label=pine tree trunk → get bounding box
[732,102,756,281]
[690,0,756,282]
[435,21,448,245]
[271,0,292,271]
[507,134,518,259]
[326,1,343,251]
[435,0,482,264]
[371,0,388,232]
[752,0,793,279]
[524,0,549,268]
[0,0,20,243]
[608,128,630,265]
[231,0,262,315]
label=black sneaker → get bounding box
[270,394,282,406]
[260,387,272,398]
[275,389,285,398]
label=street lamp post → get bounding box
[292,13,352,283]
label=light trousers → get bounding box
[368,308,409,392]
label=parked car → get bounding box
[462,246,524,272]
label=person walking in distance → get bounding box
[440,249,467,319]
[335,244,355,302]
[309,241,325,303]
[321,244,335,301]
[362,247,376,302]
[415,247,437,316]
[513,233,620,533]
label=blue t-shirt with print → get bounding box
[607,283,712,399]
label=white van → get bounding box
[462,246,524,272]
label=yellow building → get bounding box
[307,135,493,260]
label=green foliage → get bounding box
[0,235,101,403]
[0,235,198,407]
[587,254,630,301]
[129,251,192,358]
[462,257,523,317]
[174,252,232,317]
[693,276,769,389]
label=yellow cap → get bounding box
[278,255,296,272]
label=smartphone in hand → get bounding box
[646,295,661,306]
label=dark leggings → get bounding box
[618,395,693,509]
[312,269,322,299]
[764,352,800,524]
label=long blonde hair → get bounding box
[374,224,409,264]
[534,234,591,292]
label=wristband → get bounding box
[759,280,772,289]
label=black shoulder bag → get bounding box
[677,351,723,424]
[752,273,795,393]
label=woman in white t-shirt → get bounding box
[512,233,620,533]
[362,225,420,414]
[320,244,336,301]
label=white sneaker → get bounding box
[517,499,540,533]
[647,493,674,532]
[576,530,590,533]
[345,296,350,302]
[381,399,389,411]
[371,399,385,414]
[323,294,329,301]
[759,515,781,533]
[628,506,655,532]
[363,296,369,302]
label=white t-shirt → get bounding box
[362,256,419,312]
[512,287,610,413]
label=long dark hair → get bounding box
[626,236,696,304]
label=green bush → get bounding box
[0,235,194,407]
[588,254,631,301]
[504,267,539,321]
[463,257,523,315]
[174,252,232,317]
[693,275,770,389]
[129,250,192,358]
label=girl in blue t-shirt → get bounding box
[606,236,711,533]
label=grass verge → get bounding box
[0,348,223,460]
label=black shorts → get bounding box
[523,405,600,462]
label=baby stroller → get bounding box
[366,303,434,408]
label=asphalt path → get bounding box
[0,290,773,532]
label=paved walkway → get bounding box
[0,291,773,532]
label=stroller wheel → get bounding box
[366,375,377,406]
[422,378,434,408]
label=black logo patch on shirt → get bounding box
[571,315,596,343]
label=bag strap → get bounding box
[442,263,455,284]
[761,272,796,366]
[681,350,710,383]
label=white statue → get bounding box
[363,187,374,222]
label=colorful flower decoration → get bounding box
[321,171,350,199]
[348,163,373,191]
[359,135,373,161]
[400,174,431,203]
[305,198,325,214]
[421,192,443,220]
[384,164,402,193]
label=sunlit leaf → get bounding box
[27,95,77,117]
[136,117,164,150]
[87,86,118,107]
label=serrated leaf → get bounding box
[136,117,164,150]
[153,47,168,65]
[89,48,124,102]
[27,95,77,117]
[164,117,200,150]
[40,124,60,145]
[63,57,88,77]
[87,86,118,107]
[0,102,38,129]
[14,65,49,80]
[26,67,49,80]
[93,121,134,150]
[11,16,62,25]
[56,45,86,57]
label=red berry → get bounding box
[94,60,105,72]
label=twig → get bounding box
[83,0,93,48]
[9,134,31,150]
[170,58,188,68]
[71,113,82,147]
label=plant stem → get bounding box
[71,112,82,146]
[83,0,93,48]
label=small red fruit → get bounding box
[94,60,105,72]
════════════════
Goal of the exercise: Faithfully write out the entire listing, line by line.

Completed task:
label=pine tree trunk → get bounding box
[732,102,756,281]
[690,0,756,282]
[435,21,448,245]
[271,0,292,271]
[507,134,518,259]
[326,1,343,251]
[435,0,482,264]
[371,0,388,232]
[752,0,793,279]
[524,0,549,268]
[0,0,20,243]
[608,128,630,265]
[231,0,262,315]
label=black sneaker → get bounding box
[270,394,282,406]
[260,387,272,398]
[275,389,285,398]
label=street lamp post → get bounding box
[292,13,352,283]
label=light trousers → get bounding box
[368,308,409,392]
label=parked car → get bounding box
[462,246,524,272]
label=person walking in distance → get bounding box
[440,249,467,319]
[335,244,355,302]
[309,241,325,303]
[321,244,335,301]
[362,247,376,302]
[415,247,437,316]
[513,233,620,533]
label=blue t-shirt with print → get bounding box
[607,283,712,399]
label=white van → get bounding box
[462,246,524,272]
label=yellow building → get bounding box
[307,135,493,260]
label=green foliage → get bounding box
[0,235,101,403]
[0,235,198,407]
[587,254,630,301]
[129,251,192,358]
[462,257,523,317]
[174,252,232,317]
[693,276,769,389]
label=yellow cap → get bounding box
[278,255,296,272]
label=smartphone in hand → get bounding box
[646,295,661,306]
label=dark leggings → get bounding box
[618,395,693,509]
[312,269,322,299]
[764,352,800,524]
label=long blonde hair → get bounding box
[374,224,409,264]
[534,234,591,292]
label=wristband → get bounding box
[759,280,772,289]
label=black shoulder bag → get bounding box
[677,351,723,424]
[752,273,795,393]
label=woman in white t-shirt → get bounding box
[512,233,620,533]
[362,225,420,414]
[320,244,336,301]
label=white sneaker → get bounding box
[517,499,540,533]
[647,493,674,532]
[576,530,590,533]
[345,296,350,302]
[381,399,389,411]
[371,399,385,414]
[323,294,329,301]
[759,515,781,533]
[628,506,655,532]
[363,296,369,302]
label=white t-shirt → get bounding box
[362,256,419,312]
[512,287,610,413]
label=long dark hair → get bounding box
[626,236,696,304]
label=green bush → get bounding box
[0,235,194,407]
[588,254,631,301]
[504,267,539,321]
[463,257,523,315]
[174,252,232,317]
[693,275,770,389]
[129,250,192,358]
label=girl in blue t-shirt → get bounding box
[606,236,711,533]
label=grass verge → get bounding box
[0,348,223,460]
label=black shorts → get bounding box
[523,405,600,462]
label=baby stroller → get bounding box
[366,303,434,408]
label=asphalt path → get bounding box
[0,290,773,532]
label=paved walkway → get bounding box
[0,291,773,532]
label=stroller wheel → get bounding box
[366,375,377,406]
[422,378,434,408]
label=black logo patch on shirt → get bounding box
[571,315,596,343]
label=bag strap → get bounding box
[442,263,455,284]
[761,272,796,366]
[681,350,710,383]
label=white statue → get bounding box
[363,187,374,222]
label=colorful flower decoration → get bounding box
[321,171,350,199]
[348,163,373,191]
[359,135,373,161]
[400,174,431,203]
[305,198,325,214]
[421,192,443,220]
[384,164,402,193]
label=sunlit leaf → get bounding box
[27,95,77,117]
[136,117,164,150]
[87,86,118,107]
label=serrated leaf → get bounding box
[136,117,164,150]
[153,47,168,65]
[89,48,124,102]
[27,95,77,117]
[164,117,200,150]
[40,124,60,145]
[63,57,88,77]
[87,86,118,107]
[0,102,38,129]
[14,65,49,80]
[26,67,49,80]
[93,121,134,150]
[11,16,62,25]
[56,45,86,57]
label=red berry → get bounding box
[94,60,105,72]
label=twig → get bounding box
[83,0,93,48]
[9,134,31,150]
[170,58,188,68]
[71,113,82,147]
label=plant stem → get bounding box
[71,112,82,146]
[83,0,93,48]
label=small red fruit → get bounding box
[94,60,105,72]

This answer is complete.